*** Block opens ***

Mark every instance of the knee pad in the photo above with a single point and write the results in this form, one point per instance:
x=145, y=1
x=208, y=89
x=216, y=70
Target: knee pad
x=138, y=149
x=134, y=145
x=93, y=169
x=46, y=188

*** Block closes ***

Required work:
Repeat the listing. Keep every character the same.

Answer space:
Mark every instance of the knee pad in the photo above with a single point and write the results in this form, one point per instance:
x=145, y=1
x=208, y=89
x=216, y=70
Target: knee pad
x=138, y=149
x=134, y=145
x=93, y=169
x=46, y=188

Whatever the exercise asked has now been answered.